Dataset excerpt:
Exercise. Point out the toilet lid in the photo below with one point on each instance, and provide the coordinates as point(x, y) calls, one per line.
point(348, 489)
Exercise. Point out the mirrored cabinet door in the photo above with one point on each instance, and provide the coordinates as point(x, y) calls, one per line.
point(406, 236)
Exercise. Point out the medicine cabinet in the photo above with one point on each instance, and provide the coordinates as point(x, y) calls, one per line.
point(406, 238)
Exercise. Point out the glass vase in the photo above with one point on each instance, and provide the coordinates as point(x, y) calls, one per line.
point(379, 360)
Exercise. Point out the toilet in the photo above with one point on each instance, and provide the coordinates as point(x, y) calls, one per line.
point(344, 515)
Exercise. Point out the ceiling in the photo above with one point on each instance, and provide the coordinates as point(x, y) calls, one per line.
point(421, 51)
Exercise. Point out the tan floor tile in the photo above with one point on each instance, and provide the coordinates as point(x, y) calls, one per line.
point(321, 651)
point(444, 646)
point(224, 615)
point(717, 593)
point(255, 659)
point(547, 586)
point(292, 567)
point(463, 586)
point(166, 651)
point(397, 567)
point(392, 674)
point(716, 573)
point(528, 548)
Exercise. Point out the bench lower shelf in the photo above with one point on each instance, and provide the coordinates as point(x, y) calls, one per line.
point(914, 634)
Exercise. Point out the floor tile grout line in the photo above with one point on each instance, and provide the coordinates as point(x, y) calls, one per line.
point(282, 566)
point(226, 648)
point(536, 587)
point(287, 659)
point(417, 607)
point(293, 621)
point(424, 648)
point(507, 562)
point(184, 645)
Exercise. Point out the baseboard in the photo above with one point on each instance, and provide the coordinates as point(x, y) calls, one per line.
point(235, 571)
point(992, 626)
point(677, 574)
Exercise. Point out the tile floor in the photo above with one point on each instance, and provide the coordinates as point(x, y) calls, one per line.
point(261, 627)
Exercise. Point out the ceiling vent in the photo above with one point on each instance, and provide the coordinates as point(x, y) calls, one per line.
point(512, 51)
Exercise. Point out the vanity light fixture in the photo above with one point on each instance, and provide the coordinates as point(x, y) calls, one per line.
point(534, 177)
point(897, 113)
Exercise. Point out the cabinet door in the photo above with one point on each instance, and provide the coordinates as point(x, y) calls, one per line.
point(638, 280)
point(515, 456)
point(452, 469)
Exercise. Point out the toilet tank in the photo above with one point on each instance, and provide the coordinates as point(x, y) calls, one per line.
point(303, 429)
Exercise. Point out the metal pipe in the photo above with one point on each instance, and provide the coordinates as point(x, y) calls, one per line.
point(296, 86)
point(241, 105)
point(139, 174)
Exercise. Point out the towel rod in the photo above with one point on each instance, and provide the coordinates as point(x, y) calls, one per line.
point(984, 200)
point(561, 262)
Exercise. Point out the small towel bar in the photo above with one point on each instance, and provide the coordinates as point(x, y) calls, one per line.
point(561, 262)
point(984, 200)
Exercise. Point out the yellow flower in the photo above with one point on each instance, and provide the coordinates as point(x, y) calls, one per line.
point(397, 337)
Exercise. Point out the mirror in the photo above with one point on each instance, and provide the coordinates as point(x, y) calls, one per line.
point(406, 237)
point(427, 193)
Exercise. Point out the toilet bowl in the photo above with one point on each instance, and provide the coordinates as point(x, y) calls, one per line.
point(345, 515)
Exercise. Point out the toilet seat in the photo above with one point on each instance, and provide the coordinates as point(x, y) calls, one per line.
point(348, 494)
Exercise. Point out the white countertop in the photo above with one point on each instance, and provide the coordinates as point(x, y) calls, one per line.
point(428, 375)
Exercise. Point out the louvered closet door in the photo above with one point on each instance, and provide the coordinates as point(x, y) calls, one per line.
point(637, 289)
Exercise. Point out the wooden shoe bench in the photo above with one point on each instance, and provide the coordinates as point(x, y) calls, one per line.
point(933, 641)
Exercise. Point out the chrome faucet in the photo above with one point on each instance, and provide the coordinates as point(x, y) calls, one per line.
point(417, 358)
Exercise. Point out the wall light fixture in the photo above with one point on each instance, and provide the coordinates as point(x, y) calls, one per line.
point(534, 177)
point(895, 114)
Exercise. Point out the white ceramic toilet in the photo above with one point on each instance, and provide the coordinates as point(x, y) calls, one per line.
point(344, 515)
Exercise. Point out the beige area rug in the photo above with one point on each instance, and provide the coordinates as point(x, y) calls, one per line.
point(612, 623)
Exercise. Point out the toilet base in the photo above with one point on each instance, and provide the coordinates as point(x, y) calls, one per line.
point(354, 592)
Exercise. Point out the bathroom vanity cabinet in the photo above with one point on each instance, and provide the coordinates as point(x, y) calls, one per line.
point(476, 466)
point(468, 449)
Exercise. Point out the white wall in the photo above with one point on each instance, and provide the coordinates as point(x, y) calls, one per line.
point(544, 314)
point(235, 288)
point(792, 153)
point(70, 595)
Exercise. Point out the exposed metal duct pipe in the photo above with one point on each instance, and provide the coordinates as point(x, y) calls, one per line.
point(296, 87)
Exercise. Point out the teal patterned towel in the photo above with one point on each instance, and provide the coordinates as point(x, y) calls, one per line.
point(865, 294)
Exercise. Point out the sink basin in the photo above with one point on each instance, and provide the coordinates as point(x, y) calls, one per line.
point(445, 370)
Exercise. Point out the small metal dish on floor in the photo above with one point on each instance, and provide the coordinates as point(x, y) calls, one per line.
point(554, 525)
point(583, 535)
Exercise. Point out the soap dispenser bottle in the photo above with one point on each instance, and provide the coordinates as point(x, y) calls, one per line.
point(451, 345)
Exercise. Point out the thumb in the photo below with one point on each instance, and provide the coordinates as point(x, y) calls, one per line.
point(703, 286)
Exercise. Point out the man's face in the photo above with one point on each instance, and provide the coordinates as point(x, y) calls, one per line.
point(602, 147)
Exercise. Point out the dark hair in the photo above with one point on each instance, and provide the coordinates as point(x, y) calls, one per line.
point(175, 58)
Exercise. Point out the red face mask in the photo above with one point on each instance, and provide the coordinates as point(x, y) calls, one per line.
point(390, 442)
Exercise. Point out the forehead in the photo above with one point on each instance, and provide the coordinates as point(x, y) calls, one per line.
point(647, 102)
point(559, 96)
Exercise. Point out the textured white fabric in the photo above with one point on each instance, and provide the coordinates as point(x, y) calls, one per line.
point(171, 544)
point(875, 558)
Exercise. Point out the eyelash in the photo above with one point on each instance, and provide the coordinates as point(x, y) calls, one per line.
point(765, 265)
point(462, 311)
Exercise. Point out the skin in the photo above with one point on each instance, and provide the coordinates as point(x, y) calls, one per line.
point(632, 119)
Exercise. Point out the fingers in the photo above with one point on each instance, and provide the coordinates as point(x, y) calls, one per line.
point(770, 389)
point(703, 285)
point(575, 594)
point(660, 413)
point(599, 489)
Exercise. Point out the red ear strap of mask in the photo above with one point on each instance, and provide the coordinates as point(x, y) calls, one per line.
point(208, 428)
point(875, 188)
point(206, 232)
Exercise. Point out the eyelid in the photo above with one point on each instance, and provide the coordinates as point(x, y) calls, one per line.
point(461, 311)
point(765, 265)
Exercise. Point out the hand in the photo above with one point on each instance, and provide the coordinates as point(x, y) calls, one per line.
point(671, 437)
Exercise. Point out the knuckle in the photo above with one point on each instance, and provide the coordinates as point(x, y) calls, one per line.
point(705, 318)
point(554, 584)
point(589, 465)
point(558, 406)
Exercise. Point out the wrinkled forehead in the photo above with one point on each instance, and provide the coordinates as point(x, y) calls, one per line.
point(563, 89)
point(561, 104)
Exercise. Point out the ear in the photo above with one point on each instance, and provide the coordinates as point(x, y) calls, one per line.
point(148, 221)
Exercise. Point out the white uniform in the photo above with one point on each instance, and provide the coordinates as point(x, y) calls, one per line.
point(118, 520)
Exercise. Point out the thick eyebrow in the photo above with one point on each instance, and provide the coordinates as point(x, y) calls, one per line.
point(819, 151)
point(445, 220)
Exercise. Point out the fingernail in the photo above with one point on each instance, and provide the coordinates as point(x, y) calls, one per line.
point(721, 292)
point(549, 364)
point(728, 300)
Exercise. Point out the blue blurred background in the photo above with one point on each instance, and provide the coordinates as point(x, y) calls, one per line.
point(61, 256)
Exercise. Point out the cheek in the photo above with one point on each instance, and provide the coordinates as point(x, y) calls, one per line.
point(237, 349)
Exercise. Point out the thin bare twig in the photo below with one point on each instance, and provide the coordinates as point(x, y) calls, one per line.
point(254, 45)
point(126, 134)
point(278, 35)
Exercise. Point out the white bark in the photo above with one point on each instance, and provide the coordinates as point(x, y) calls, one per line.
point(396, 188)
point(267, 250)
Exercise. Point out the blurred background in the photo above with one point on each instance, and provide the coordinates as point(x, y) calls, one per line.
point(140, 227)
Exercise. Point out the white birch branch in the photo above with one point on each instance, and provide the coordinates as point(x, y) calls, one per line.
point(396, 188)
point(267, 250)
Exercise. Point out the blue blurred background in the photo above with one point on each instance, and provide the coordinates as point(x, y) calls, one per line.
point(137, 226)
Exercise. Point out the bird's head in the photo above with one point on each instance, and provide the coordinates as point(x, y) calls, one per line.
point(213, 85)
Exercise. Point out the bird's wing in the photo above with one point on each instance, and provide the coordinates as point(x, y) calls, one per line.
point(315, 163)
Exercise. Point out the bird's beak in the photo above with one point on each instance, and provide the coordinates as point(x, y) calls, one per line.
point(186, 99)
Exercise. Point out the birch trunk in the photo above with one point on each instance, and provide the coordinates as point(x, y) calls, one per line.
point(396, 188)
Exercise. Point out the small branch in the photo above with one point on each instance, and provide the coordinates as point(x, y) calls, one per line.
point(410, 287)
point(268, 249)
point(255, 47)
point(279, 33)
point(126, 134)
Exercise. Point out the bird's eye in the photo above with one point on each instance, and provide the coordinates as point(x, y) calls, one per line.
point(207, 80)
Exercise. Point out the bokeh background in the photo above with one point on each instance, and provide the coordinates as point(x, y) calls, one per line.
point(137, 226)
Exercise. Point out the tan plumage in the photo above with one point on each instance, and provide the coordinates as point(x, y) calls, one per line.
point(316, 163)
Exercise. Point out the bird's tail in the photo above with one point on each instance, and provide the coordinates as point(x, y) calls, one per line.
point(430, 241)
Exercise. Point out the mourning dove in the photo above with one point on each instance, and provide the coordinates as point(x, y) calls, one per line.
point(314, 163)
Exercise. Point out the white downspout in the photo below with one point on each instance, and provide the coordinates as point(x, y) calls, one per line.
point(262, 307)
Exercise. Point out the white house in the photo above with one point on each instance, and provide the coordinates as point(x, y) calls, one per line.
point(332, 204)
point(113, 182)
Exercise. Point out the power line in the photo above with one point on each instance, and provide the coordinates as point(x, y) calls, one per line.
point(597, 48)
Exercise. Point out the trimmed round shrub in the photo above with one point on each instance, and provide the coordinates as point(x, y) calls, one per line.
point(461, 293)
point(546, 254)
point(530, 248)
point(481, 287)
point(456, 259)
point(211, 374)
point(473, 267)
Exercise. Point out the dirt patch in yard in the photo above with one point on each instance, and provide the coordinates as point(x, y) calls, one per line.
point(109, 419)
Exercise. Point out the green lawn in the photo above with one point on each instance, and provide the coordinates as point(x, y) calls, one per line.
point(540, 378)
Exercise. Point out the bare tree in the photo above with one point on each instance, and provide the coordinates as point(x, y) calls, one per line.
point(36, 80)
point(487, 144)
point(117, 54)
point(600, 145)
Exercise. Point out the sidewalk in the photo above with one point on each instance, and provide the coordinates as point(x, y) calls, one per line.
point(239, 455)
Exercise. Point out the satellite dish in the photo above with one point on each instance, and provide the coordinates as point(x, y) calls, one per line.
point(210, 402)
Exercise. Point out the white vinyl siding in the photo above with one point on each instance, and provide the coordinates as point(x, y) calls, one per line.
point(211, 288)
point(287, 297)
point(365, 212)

> _What the task requires_:
Reproduce the lines from the one containing "Exercise. Point out the mourning" through the one containing "point(314, 163)", switching "mourning dove" to "rock pigeon" and keeping everything else the same.

> _The output_:
Exercise. Point out the rock pigeon in the photo above with one point on each instance, and provide the coordinates as point(x, y) calls, one per line.
point(314, 163)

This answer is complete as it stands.